> _GIVEN TASK_:
Reproduce the records below word for word, leaving every line unchanged.

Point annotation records
● ● ● ● ● ● ●

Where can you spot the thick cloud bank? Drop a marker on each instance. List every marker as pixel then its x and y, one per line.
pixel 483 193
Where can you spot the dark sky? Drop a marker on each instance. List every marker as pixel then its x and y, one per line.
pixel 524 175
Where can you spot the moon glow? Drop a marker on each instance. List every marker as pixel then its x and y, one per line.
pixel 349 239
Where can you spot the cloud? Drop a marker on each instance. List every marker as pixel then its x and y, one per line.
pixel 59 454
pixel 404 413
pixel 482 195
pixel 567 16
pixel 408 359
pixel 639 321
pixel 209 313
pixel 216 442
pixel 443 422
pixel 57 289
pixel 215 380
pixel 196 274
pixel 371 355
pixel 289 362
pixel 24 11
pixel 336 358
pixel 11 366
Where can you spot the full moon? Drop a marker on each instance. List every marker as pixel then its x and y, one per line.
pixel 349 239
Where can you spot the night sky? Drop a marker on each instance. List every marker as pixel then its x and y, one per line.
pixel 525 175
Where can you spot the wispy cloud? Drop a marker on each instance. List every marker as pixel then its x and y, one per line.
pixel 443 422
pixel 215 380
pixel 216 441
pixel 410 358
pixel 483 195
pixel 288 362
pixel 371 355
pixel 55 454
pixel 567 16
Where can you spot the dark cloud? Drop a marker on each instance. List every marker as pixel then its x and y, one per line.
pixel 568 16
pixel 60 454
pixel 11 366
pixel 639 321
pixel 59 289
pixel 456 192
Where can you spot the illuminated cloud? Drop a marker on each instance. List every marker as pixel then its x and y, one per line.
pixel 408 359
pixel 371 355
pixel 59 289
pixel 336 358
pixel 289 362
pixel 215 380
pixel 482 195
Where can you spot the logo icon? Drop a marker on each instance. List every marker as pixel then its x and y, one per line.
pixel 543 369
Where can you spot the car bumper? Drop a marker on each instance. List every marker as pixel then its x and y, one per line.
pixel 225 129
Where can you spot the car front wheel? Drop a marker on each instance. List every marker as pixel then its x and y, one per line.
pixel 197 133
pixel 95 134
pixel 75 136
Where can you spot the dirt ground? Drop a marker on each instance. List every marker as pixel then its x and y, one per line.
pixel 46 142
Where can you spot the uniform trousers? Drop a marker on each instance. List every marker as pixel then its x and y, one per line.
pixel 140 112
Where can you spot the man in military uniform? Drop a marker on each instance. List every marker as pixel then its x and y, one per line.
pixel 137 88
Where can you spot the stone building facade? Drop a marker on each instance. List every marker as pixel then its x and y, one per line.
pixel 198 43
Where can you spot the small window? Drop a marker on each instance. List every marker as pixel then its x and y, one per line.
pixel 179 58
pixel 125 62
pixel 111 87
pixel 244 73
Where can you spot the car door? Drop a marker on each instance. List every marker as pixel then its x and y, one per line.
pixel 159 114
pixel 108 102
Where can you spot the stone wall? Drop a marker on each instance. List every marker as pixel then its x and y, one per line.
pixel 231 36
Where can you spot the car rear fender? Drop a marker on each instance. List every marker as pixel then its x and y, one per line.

● ● ● ● ● ● ●

> _FINISHED EXERCISE_:
Where can you spot the thick cloud bank? Drop a marker on each instance. List every marker as pixel then its x and y, one per line.
pixel 483 193
Where can you spot the dark sky? Drop a marker on each instance. List every marker as pixel then its x and y, one per line.
pixel 524 175
Where can you spot the moon glow? Drop a marker on each instance. List every marker as pixel then its x and y, one per line.
pixel 349 239
Where can you spot the cloud? Drop a marker on each instance. List every marker as pixel then its x and y, one per line.
pixel 59 454
pixel 404 413
pixel 482 195
pixel 567 16
pixel 408 359
pixel 639 321
pixel 209 313
pixel 216 442
pixel 443 422
pixel 57 289
pixel 215 380
pixel 196 274
pixel 371 355
pixel 289 362
pixel 24 11
pixel 336 358
pixel 11 366
Where can you spot the full moon? Drop a marker on each instance. List every marker as pixel then its x and y, one per line.
pixel 349 239
Where can you spot the night sky? Drop a marker on each instance. List every marker as pixel then its x and y, one per line.
pixel 525 175
Where can you spot the wispy cloud? Drop a marker on each instance. List every marker as pixel then its x and y, one per line.
pixel 443 422
pixel 215 380
pixel 216 441
pixel 410 358
pixel 483 195
pixel 288 362
pixel 371 355
pixel 55 454
pixel 567 16
Where can you spot the dark cloud? Drop a marker on each instance. List every marker as pixel then its x and y, one per line.
pixel 568 16
pixel 60 454
pixel 11 366
pixel 639 321
pixel 59 289
pixel 456 192
Where can you spot the illuminated cloud? Drop a marker on each instance. List every marker as pixel then its x and y, one per line.
pixel 408 359
pixel 371 355
pixel 59 289
pixel 336 358
pixel 289 362
pixel 215 380
pixel 482 195
Where can you spot the logo icon? Drop a marker on each instance. List every marker as pixel then its x and y, one per line.
pixel 543 369
Where can you spot the car bumper? Drop a marker on each instance. List every marker as pixel then its x and y, one per line.
pixel 225 129
Where can you spot the car front wheel? Drop a marker on each instance. List every marker as pixel then its x and y, one per line.
pixel 197 133
pixel 95 134
pixel 75 136
Where can you spot the dirt ground? Drop a marker on each instance. List every marker as pixel then its x and y, one per line.
pixel 46 142
Where can you spot the uniform trousers? Drop a marker on each instance. List every marker as pixel then its x and y, one per line.
pixel 140 112
Where can you spot the man in military uniform? Drop a marker on each instance. List every marker as pixel then its x and y, one per line.
pixel 137 88
Where can you spot the stone building facade? Drop a marker on each instance. List every marker as pixel then its x and y, one per line.
pixel 198 43
Where can you spot the small window? Drop a marker on each instance. List every marker as pixel then its x and y, one per line.
pixel 179 58
pixel 125 62
pixel 111 87
pixel 244 73
Where can you spot the car door? Drop a marker on each instance. List every marker as pixel then its x and y, one per line.
pixel 159 114
pixel 108 102
Where can you spot the stone wall? Drop a marker on each instance. List every marker as pixel then its x and y, one per line.
pixel 231 36
Where can you spot the car rear fender? Drop a marker on each instance. List every marker as pixel then its x and y, one per line.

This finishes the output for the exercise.